--- Exercise 1 ---
Using the forum article, say whether each statement agrees with it: (a) The event drew more than 1 000 leaders. (b) Dr Phil Mjwara spoke on a Friday. (c) Discussions were held at the Cape Town International Convention Centre. For each, answer yes or no and quote the words from the forum article that decide it.
--- Exercise 2 ---
Copy the part of the forum article between "The South African" and "Fourth Industrial Revolution.", inclusive, word for word.

--- Study text ---
- - - -
The South African affiliate centre of the World Economic Forum (WEF) Centre for the Fourth Industrial Revolution (C4IR) will address key issues of technology governance, Dr Phil Mjwara, Director-General of the Department of Science and Innovation (DSI), said on the sidelines of the World Economic Forum on Africa in Cape Town on Thursday.

 

Taking place from 4 to 6 September under the theme "Shaping inclusive growth and shared futures in the Fourth Industrial Revolution," the 28th World Economic Forum on Africa has attracted over 1 000 regional and global leaders from government, business, civil society and academia.

 

Discussions under way at the Cape Town International Convention Centre are focusing, among others, on ways of accelerating socio-economic progress and addressing the African Union's Agenda 2063 priorities in the context of the Fourth Industrial Revolution.
- - - -
--- Data extract ---
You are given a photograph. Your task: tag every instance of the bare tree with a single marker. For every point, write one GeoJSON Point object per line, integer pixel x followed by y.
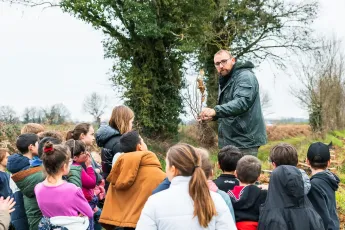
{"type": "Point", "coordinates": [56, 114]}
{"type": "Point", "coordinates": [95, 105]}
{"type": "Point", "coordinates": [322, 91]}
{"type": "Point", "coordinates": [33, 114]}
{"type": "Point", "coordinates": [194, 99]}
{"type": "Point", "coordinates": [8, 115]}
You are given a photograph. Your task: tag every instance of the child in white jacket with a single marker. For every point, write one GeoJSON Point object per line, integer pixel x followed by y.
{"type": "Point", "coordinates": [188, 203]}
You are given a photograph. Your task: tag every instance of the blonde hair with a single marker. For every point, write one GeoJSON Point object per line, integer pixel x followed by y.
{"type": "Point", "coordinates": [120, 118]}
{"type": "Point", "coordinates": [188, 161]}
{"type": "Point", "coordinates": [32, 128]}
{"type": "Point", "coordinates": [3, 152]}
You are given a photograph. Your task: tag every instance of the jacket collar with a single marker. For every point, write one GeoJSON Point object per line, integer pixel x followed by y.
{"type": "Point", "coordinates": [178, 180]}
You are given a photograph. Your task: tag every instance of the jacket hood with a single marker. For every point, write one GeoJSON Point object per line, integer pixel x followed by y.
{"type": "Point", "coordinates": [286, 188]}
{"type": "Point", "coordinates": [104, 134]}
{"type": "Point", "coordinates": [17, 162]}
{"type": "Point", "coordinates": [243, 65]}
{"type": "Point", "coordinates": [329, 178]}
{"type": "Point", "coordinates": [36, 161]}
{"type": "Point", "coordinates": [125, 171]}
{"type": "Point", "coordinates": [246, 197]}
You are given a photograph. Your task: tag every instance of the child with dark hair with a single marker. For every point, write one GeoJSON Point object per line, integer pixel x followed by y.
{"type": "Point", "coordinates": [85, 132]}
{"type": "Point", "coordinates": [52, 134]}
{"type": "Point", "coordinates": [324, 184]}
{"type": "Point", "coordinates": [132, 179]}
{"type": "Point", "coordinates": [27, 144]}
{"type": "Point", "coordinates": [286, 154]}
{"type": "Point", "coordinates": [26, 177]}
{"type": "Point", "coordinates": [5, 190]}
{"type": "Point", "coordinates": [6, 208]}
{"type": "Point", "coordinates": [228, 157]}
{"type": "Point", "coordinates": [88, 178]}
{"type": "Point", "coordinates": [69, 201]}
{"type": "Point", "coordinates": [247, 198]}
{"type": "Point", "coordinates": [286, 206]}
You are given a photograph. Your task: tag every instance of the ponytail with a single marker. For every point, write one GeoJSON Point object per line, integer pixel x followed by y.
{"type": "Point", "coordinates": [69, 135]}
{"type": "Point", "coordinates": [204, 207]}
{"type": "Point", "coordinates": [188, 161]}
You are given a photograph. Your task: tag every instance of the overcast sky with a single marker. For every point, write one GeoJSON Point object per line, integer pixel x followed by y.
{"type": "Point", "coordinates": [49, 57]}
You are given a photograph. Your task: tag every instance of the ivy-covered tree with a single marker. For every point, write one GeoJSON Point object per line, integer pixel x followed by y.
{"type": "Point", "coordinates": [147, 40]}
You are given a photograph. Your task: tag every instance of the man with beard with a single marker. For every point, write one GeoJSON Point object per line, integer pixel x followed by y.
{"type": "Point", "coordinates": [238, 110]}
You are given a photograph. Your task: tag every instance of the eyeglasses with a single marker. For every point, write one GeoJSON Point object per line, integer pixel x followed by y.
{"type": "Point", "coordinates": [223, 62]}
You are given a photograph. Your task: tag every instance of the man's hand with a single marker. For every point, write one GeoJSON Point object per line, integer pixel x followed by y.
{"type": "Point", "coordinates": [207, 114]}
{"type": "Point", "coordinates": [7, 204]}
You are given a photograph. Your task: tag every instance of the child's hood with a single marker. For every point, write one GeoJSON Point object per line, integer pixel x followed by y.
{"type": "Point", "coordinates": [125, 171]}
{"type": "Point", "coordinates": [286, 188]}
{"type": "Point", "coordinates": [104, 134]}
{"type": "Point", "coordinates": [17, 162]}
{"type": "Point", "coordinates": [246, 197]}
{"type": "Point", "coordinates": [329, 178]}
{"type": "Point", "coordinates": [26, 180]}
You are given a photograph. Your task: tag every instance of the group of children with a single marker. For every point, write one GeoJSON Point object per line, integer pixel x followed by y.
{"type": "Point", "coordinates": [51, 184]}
- - - -
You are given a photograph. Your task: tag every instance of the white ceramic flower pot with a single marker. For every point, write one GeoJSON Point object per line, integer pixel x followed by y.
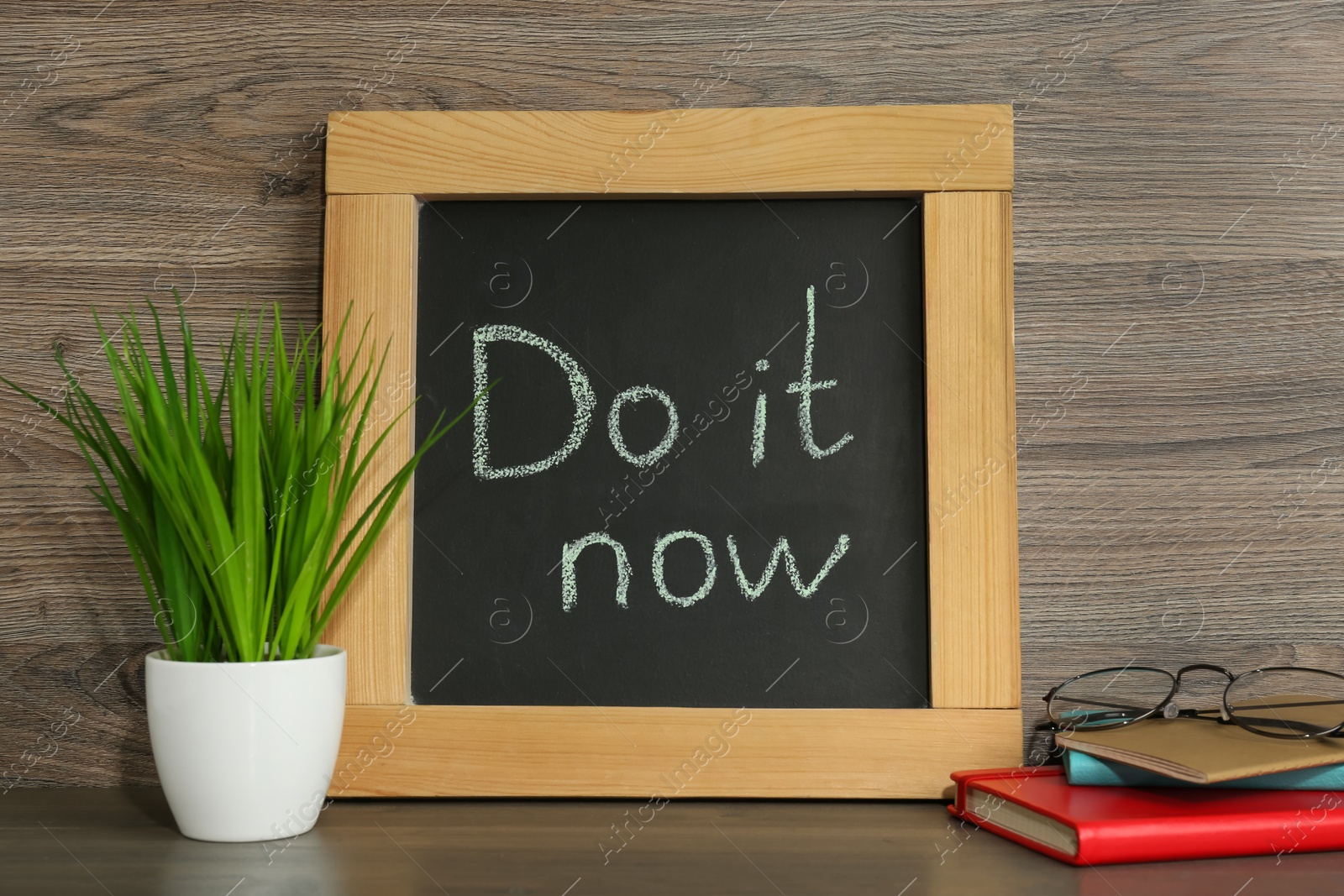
- - - -
--- Written solution 1 ---
(a) Yes: "has attracted over 1 000 regional and global leaders"
(b) No: "said on the sidelines of the World Economic Forum on Africa in Cape Town on Thursday"
(c) Yes: "Discussions under way at the Cape Town International Convention Centre"

--- Written solution 2 ---
The South African affiliate centre of the World Economic Forum (WEF) Centre for the Fourth Industrial Revolution (C4IR) will address key issues of technology governance, Dr Phil Mjwara, Director-General of the Department of Science and Innovation (DSI), said on the sidelines of the World Economic Forum on Africa in Cape Town on Thursday.

 

Taking place from 4 to 6 September under the theme "Shaping inclusive growth and shared futures in the Fourth Industrial Revolution," the 28th World Economic Forum on Africa has attracted over 1 000 regional and global leaders from government, business, civil society and academia.

 

Discussions under way at the Cape Town International Convention Centre are focusing, among others, on ways of accelerating socio-economic progress and addressing the African Union's Agenda 2063 priorities in the context of the Fourth Industrial Revolution.